Texte extrait:
Contenu de la décision



Loi sur les relations de travail
dans la fonction publique,
L.R.C. (1985), ch. P-35

Coat of Arms - Armoiries
  • Date:  2005-06-30
  • Dossier:  166-02-32749
  • Référence:  2005 CRTFP 67

Devant un arbitre de grief



ENTRE

CRAIG PURCHASE

fonctionnaire s'estimant lésé

et

CONSEIL DU TRÉSOR
(Service correctionnel du Canada)

employeur

Répertorié
Purchase c. Conseil du Trésor (Service correctionnel du Canada)

Dans l'affaire d'un grief renvoyé à l'arbitrage en vertu de l'article 92 de la Loi sur les relations de travail dans la fonction publique, L.R.C. (1985), ch. P-35

MOTIFS DE DÉCISION

Devant : Léo Paul Guindon, arbitre de grief

Pour le fonctionnaire s'estimant lésé : John Mancini, UNION OF CANADIAN CORRECTIONAL OFFICERS-SYNDICAT DES AGENTS CORRECTIONNELS DU CANADA-CSN

Pour l'employeur : Anne Marie Lebel, stagiaire en droit


Affaire entendue à Moncton (N. B.),
les 20 et 21 octobre 2004.
Traduction de la C.R.T.F.P.


Grief renvoyé à l'arbitrage

[1]   Craig Purchase, un agent correctionnel CX-02, travaille au pénitencier Dorchester pour le Service correctionnel du Canada (SCC) depuis janvier 1998. Le 9 septembre 2002, il a présenté un grief parce qu’on ne lui avait pas offert un quart d’heures supplémentaires pour le 3 septembre 2002.

Données recueillies:

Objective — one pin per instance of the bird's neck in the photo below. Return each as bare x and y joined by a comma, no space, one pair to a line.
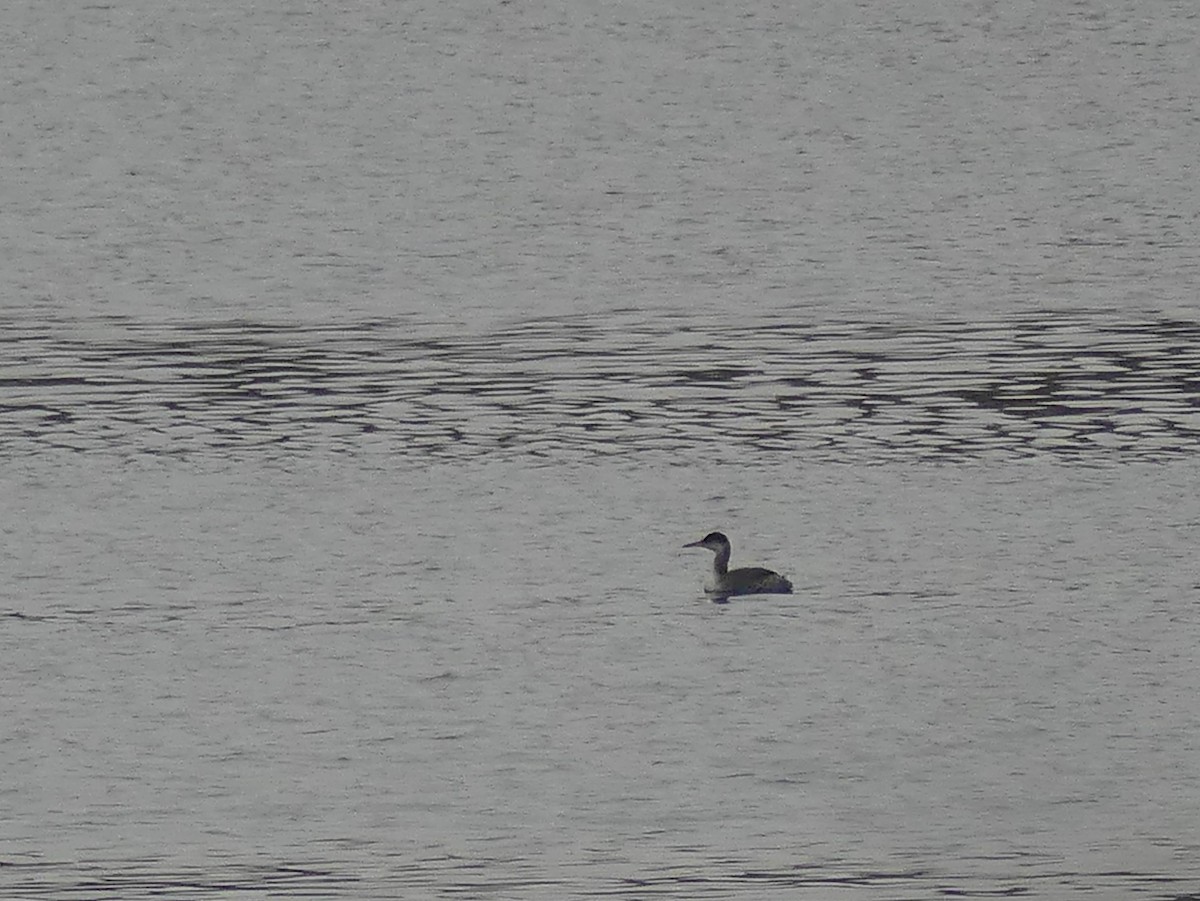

Tâches à réaliser:
1) Pour chacun des énoncés suivants, indiquez par oui ou par non s'il concorde avec la décision d'arbitrage, en citant textuellement les mots qui tranchent la question.
(a) L'affaire a été entendue à Moncton.
(b) Craig Purchase travaille au pénitencier Dorchester depuis janvier 2002.
(c) L'employeur était représenté par John Mancini.
2) Continuez la décision d'arbitrage à la suite de sa dernière phrase.

Résultats finaux:
1)
(a) Oui : « Affaire entendue à Moncton (N. B.) »
(b) Non : « depuis janvier 1998 »
(c) Non : « Pour l'employeur : Anne Marie Lebel, stagiaire en droit »

2)
[2]   Le 1er avril 2005, la Loi sur les relations de travail dans la fonction publique, édictée par l’article 2 de la Loi sur la modernisation de la fonction publique, L.C. 2003, ch. 22, a été proclamée en vigueur. En vertu de l’article 61 de la Loi sur la modernisation de la fonction publique, je continue d’être saisi de ce renvoi à l’arbitrage, qui doit être traité conformément aux dispositions de la Loi sur les relations de travail dans la fonction publique, L.R.C. 1985, ch. P-35 (« l’ancienne Loi »).

Résumé de la preuve

[3]   Le grief est basé sur les dispositions suivantes de la convention collective entre le Conseil du Trésor et l’UNION OF CANADIAN CORRECTIONAL OFFICERS--SYNDICAT DES AGENTS CORRECTIONNELS DU CANADA--CSN (codes 601 et 651; date d’expiration : 31 mars 2002) (pièce G-1) :

...

21.10 Répartition des heures supplémentaires

Sous réserve des nécessités du service, l’Employeur fait tout effort raisonnable pour :

a)      répartir les heures supplémentaires de travail sur une base équitable parmi les employé-e-s qualifiés facilement disponibles,
b)      attribuer du travail en temps supplémentaire aux employé-e-s faisant partie du même groupe et niveau par rapport au poste à combler, p. ex. CX-1 à CX-1, CX-2 à CX-2, etc.,
     et
c)      donner aux employé-e-s, qui sont obligés de travailler des heures supplémentaires, un préavis suffisant de cette obligation.

...

 

26.10  Sous réserve des nécessités du service, l’Employeur fait tout effort raisonnable pour répartir, sur une base équitable, le travail sur les postes vacants du jour férié aux employés en congé férié payé qualifiés et facilement disponibles.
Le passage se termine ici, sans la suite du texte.